— Start of RECORDS FOR THE EXERCISE —

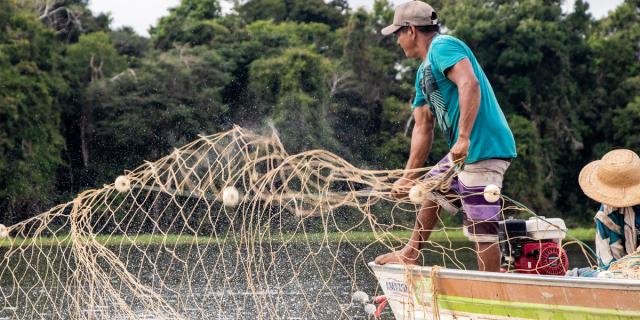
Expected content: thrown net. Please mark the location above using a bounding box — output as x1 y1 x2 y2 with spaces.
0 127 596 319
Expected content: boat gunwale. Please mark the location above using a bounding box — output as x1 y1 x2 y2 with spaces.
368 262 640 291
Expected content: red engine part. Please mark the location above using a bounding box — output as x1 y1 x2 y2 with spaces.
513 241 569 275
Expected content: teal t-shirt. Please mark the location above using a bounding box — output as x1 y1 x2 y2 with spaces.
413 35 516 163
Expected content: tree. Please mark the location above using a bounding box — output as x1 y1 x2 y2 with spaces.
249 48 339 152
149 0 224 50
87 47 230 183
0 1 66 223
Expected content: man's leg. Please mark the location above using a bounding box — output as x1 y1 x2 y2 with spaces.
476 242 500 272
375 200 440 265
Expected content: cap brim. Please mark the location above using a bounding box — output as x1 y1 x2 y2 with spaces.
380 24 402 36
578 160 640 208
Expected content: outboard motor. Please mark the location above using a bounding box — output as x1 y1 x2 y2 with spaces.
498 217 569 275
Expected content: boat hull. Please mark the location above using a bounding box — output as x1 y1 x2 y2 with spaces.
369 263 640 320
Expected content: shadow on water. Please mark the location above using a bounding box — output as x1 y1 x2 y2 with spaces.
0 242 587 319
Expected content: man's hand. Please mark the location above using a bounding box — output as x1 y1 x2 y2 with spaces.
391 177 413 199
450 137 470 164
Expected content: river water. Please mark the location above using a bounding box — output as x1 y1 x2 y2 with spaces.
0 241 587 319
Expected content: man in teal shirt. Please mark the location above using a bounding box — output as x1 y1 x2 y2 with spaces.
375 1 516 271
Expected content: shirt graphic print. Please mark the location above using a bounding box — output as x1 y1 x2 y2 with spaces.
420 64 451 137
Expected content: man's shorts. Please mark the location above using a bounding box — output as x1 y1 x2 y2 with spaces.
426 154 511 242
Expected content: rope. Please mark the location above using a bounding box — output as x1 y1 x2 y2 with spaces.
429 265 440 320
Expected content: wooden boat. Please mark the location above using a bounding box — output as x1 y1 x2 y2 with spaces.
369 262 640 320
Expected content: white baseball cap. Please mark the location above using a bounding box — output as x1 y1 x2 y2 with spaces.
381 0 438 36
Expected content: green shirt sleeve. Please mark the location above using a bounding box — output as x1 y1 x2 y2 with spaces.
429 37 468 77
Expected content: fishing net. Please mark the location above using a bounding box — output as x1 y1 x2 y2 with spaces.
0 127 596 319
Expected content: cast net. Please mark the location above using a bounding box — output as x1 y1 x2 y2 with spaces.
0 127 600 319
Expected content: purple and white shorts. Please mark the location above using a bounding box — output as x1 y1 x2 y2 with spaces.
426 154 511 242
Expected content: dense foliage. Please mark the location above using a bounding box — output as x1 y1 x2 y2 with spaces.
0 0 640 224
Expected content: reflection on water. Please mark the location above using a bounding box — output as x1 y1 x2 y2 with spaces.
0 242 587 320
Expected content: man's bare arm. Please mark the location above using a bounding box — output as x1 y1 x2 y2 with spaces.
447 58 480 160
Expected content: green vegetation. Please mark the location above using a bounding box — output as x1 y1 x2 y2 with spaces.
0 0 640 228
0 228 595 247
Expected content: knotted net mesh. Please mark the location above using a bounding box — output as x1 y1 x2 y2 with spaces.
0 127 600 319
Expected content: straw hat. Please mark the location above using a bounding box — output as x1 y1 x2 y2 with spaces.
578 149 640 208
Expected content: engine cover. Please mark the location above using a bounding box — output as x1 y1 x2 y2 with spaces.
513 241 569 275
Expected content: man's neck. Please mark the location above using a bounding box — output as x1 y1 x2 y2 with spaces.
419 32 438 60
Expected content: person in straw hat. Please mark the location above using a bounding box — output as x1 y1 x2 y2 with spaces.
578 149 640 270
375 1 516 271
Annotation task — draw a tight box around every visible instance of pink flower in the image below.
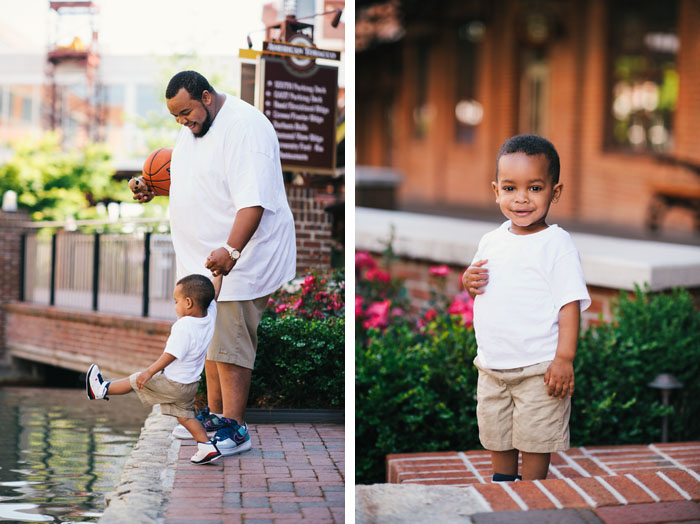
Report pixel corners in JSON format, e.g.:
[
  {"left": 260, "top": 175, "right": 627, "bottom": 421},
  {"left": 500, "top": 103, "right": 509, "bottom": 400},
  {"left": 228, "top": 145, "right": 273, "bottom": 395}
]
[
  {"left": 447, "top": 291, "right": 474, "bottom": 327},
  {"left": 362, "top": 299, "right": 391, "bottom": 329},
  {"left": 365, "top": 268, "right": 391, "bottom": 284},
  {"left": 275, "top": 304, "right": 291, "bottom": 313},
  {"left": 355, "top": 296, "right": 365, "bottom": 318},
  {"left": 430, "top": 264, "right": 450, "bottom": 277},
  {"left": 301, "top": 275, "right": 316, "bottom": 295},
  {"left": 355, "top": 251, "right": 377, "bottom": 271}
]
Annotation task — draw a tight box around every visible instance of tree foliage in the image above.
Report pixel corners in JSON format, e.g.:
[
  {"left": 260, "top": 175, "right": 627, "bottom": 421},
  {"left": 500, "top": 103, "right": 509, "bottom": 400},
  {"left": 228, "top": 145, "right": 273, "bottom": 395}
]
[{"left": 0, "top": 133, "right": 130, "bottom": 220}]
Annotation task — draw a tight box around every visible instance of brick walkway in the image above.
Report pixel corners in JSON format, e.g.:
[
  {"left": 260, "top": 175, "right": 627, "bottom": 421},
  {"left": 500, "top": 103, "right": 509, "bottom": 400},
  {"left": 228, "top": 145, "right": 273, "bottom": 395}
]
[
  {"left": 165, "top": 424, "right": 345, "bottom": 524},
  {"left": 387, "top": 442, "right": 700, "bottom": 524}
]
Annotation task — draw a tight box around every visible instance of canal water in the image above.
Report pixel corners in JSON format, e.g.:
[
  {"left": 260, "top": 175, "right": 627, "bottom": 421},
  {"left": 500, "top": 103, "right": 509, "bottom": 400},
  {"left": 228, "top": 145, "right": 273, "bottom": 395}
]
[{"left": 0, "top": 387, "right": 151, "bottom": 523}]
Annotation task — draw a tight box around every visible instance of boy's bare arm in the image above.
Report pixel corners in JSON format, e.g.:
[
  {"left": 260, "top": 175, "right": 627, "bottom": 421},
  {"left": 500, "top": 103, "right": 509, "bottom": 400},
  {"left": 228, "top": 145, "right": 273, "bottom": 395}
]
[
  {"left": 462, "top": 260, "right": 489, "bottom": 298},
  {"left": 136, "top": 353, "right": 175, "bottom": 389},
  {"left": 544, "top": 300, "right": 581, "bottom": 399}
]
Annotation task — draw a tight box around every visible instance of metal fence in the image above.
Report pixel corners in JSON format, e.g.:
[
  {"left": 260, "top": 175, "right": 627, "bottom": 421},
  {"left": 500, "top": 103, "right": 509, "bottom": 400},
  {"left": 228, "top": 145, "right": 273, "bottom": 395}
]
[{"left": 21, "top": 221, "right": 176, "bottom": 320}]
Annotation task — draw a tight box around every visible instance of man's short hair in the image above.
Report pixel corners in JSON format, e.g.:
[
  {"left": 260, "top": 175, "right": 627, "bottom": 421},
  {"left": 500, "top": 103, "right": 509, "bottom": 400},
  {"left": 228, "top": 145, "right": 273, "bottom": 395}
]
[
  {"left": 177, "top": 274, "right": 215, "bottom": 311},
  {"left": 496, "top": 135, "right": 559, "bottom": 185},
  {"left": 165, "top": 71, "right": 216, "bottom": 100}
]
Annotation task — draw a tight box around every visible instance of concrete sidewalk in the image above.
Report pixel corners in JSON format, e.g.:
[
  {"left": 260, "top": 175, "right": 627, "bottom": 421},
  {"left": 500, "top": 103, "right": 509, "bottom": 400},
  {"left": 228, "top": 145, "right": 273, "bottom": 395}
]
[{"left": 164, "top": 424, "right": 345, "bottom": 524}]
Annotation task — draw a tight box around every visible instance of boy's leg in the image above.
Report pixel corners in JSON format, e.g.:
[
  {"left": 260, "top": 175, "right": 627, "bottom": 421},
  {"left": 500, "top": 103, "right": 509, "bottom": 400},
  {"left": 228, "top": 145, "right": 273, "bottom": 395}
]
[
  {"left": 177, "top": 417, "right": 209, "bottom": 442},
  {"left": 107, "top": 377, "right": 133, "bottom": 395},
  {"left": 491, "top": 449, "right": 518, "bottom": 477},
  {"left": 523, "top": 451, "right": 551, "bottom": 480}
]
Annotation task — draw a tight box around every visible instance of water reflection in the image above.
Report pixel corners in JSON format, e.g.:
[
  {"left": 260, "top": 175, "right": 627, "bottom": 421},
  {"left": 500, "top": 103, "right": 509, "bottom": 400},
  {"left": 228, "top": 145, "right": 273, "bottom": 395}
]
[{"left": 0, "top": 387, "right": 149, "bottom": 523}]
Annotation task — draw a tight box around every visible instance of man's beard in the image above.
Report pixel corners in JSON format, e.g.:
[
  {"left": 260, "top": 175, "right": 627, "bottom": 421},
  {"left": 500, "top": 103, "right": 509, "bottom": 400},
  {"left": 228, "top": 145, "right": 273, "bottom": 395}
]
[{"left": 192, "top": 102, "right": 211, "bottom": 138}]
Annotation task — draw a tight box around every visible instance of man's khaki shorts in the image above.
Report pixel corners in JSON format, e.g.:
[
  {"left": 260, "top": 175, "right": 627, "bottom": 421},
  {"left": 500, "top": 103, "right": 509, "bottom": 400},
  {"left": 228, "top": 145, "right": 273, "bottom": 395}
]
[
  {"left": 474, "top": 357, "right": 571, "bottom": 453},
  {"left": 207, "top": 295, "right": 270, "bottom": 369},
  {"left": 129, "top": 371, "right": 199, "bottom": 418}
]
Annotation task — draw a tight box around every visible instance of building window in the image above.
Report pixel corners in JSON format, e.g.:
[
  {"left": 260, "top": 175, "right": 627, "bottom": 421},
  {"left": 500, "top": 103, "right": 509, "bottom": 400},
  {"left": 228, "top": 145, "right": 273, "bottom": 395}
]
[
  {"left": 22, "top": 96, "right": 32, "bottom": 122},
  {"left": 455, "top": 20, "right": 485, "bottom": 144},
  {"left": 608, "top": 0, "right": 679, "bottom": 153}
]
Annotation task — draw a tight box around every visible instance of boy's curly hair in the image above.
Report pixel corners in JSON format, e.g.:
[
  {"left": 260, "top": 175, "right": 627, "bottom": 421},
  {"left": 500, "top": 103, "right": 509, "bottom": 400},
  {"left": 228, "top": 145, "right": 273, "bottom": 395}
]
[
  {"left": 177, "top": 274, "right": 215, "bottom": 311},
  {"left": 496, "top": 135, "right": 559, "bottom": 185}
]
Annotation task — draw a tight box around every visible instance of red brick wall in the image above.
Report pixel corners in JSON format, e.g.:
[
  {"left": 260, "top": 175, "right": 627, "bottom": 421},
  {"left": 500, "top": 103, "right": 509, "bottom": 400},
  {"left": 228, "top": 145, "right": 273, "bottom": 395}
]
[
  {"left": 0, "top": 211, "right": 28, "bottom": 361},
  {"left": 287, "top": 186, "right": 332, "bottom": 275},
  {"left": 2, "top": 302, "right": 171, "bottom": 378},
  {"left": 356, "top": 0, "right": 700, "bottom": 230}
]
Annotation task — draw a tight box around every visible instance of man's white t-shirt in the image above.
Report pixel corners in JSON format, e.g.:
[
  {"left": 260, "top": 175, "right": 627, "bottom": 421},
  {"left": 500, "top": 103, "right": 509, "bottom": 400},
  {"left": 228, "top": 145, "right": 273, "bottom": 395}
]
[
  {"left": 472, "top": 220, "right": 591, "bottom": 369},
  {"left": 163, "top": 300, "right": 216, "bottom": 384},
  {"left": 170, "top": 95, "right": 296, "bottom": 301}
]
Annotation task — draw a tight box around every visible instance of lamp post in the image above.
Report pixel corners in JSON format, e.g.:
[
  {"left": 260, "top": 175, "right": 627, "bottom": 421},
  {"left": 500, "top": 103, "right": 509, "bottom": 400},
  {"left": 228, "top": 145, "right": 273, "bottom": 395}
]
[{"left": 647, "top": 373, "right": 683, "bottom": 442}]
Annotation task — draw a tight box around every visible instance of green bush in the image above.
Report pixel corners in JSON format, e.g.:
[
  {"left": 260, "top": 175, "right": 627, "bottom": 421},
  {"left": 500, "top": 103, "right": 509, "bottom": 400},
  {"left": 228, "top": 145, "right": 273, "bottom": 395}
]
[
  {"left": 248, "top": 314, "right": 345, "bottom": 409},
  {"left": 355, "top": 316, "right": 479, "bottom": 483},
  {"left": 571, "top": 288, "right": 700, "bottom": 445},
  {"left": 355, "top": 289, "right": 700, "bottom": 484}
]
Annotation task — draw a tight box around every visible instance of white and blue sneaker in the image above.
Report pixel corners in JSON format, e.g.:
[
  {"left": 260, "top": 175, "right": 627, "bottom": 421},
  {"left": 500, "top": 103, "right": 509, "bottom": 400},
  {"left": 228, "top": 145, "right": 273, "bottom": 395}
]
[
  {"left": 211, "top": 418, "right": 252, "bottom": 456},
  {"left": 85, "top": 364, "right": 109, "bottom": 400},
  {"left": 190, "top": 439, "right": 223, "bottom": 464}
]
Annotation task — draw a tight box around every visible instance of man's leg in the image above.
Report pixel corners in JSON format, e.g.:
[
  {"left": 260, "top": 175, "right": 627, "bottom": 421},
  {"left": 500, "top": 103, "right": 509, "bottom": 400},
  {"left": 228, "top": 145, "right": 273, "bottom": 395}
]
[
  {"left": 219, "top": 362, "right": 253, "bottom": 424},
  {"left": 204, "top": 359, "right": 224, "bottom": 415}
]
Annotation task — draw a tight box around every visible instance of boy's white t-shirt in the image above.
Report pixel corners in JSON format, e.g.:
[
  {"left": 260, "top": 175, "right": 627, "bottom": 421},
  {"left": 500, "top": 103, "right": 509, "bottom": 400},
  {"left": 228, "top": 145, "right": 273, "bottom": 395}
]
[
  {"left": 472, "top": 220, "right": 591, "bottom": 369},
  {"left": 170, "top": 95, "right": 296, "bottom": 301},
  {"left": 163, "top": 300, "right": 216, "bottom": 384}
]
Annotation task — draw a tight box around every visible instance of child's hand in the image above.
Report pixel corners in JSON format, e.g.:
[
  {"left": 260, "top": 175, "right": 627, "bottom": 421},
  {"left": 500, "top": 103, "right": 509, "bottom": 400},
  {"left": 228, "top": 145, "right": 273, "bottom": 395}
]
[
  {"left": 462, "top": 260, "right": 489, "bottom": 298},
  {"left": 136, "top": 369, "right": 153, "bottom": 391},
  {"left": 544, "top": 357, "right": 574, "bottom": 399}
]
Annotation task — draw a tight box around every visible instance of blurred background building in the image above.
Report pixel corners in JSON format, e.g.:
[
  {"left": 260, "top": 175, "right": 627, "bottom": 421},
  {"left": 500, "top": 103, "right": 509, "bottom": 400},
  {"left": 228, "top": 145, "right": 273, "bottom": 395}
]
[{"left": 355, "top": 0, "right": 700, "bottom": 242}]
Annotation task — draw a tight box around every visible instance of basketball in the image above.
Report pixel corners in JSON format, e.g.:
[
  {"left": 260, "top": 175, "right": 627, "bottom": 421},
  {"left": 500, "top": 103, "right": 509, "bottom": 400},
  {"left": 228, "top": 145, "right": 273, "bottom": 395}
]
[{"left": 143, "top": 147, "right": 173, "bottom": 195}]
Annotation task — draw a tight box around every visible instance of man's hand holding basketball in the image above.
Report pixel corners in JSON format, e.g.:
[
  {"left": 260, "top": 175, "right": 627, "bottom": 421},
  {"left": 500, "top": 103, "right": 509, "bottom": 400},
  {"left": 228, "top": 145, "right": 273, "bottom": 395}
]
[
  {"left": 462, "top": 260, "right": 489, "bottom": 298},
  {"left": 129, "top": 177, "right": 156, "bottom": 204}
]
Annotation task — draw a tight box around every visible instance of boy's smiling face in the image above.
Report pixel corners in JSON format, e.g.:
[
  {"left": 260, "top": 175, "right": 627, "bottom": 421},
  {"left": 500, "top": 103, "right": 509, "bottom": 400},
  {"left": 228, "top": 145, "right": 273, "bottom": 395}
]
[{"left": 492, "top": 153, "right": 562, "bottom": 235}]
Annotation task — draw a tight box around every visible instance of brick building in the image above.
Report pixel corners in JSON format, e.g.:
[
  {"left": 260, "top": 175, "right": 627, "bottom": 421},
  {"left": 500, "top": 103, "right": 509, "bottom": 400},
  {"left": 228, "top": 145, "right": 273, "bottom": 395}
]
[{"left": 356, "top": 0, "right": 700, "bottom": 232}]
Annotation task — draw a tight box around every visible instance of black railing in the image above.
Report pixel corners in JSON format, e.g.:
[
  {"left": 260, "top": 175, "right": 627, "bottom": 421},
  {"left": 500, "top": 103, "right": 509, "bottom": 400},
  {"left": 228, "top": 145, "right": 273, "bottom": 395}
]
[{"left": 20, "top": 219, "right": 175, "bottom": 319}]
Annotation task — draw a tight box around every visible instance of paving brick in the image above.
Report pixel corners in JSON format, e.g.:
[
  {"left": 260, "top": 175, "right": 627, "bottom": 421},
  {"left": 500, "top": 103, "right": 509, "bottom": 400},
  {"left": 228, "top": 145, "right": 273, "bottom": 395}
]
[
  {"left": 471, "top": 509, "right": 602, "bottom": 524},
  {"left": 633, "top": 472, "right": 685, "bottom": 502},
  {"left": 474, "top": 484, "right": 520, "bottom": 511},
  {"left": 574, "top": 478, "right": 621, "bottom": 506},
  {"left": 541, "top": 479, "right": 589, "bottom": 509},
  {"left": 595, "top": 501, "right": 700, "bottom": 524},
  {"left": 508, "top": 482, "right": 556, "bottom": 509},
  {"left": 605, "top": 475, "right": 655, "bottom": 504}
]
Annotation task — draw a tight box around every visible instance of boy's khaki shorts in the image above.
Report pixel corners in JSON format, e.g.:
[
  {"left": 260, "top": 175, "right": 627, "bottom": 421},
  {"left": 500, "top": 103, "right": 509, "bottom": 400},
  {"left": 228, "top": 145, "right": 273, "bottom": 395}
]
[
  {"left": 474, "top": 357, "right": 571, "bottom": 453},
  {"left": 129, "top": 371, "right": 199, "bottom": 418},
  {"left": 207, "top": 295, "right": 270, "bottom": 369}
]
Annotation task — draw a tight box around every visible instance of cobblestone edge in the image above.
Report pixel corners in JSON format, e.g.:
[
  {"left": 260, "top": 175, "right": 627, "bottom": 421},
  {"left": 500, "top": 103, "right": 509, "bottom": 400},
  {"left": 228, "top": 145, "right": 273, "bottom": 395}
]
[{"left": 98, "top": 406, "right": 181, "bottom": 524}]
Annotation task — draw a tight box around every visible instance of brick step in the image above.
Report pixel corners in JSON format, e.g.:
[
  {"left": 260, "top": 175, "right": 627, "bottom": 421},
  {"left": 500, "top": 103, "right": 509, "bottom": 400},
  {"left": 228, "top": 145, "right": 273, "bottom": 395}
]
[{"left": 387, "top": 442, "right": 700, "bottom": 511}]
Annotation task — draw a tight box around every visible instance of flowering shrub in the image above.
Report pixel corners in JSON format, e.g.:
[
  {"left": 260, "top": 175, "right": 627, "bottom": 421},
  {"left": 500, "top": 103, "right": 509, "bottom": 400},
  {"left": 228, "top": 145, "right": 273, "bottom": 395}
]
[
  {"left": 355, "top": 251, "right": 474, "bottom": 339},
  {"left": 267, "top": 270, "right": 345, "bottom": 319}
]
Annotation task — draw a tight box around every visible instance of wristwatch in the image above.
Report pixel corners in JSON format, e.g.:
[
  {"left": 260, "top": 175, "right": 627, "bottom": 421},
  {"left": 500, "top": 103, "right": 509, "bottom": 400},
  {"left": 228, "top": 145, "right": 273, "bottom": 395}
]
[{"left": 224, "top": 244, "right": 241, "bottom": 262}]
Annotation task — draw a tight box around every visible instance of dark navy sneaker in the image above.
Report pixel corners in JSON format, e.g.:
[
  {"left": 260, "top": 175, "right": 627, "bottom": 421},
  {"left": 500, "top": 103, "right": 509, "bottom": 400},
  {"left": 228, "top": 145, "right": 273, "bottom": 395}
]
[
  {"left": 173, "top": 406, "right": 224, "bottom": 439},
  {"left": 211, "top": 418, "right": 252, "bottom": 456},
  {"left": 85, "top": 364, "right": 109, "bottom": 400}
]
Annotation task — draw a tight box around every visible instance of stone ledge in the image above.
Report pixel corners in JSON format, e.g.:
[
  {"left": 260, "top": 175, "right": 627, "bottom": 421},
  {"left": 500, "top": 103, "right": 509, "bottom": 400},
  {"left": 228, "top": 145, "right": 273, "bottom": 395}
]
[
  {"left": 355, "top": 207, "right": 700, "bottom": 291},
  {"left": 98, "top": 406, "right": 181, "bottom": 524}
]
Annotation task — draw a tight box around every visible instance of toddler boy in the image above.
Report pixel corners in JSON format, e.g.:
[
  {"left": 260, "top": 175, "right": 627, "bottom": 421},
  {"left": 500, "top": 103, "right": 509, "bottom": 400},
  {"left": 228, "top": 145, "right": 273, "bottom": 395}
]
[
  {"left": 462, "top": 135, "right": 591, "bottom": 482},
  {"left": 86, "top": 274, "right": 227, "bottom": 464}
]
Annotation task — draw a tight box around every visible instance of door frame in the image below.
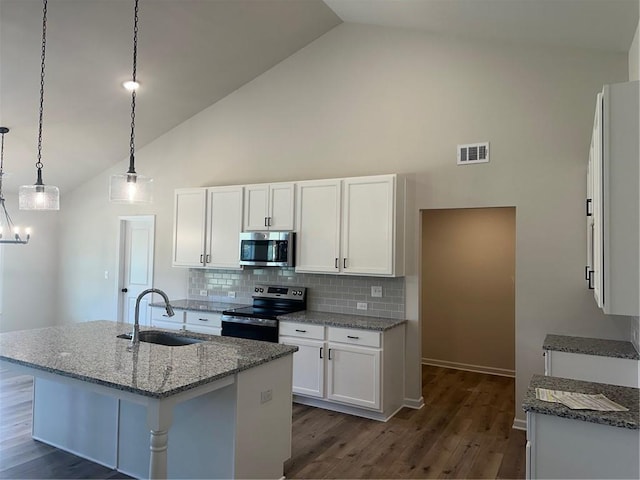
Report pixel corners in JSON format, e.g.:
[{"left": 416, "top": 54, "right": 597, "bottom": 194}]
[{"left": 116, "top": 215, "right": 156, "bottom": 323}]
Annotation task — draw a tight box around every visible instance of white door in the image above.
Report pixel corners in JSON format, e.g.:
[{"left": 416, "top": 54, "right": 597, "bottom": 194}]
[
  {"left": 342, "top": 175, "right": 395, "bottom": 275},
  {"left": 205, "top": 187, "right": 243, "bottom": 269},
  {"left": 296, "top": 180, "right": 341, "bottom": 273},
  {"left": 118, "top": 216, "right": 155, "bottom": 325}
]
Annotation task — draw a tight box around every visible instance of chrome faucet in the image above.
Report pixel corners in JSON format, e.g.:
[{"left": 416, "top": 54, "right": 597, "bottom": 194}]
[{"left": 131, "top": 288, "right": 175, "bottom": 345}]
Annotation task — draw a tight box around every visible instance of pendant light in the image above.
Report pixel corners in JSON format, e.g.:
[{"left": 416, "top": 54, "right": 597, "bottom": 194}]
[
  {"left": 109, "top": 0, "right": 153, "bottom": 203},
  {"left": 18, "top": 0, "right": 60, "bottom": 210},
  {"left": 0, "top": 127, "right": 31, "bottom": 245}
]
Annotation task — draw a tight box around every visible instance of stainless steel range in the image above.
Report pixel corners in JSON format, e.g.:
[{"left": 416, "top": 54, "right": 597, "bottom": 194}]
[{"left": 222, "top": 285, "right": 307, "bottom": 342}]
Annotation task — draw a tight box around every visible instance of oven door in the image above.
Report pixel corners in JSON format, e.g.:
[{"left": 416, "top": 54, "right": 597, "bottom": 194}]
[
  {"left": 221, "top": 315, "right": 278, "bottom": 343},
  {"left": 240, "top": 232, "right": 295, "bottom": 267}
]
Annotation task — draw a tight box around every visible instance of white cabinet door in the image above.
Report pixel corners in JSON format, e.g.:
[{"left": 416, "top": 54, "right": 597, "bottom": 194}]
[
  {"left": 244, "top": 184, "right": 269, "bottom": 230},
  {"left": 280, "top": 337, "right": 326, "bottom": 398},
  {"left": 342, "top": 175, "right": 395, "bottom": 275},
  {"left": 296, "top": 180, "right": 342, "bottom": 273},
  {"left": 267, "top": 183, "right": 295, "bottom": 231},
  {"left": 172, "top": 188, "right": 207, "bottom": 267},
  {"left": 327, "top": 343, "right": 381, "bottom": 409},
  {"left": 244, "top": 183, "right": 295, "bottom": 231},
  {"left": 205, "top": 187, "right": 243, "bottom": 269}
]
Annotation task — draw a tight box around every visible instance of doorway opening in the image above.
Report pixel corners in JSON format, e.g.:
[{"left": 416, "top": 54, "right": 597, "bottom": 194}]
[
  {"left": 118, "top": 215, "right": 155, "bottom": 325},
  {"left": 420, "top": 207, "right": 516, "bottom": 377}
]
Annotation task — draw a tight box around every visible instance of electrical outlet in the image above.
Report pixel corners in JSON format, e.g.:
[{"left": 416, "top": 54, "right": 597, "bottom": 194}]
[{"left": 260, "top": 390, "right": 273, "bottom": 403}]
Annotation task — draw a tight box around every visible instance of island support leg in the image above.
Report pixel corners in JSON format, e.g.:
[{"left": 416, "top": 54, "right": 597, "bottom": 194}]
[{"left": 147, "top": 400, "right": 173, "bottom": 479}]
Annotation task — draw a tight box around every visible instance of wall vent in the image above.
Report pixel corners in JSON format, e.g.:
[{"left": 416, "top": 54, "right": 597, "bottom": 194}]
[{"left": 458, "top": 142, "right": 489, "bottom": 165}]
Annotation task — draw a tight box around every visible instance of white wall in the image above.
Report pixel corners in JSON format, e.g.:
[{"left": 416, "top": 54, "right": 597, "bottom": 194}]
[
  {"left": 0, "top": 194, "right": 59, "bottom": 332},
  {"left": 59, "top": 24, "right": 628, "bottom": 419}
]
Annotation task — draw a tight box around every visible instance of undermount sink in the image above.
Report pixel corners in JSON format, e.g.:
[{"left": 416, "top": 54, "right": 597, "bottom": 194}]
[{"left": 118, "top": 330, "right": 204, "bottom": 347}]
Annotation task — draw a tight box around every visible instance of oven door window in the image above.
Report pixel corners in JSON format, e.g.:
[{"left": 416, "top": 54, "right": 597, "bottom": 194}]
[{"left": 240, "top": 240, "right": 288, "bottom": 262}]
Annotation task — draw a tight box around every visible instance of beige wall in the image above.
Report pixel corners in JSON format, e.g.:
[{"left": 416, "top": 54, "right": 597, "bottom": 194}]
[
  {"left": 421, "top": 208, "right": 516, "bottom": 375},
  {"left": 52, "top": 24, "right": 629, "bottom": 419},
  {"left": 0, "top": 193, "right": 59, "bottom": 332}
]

— End of RECORDS FOR THE EXERCISE —

Locate each line of the data above that contains the string "teal" and copy it out in full. Matching is case-sensitive.

WRITTEN ANSWER:
Expected content: teal t-shirt. Please mark the location above using a bounding box — output as x1 y1 x2 y2 with spaces.
Expected content: man in teal shirt. Please mark the location above using a bounding box — output as x1 y1 x2 y2 with spaces.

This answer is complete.